What to work on >> Copy out the stretch of the listing from the line containing "Task: annotate the steel" through the end of the listing, keeping every character unchanged.

═══ Available data ═══

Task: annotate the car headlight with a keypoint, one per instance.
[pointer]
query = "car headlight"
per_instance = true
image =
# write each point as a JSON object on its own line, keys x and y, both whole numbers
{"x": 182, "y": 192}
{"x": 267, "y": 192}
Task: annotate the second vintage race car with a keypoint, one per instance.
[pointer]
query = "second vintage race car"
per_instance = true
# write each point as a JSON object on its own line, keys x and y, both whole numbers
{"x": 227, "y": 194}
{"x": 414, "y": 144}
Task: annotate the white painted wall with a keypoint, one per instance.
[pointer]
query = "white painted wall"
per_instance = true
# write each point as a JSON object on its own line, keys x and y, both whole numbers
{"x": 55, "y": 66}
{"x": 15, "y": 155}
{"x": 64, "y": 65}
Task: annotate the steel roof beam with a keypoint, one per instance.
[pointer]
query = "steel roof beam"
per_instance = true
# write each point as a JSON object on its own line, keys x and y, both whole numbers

═══

Reply to the task >>
Task: annotate the steel roof beam with a keypoint, one per instance.
[pointer]
query = "steel roof beam"
per_instance = true
# write each point as a JSON object on its own line, keys x and y, both whole numbers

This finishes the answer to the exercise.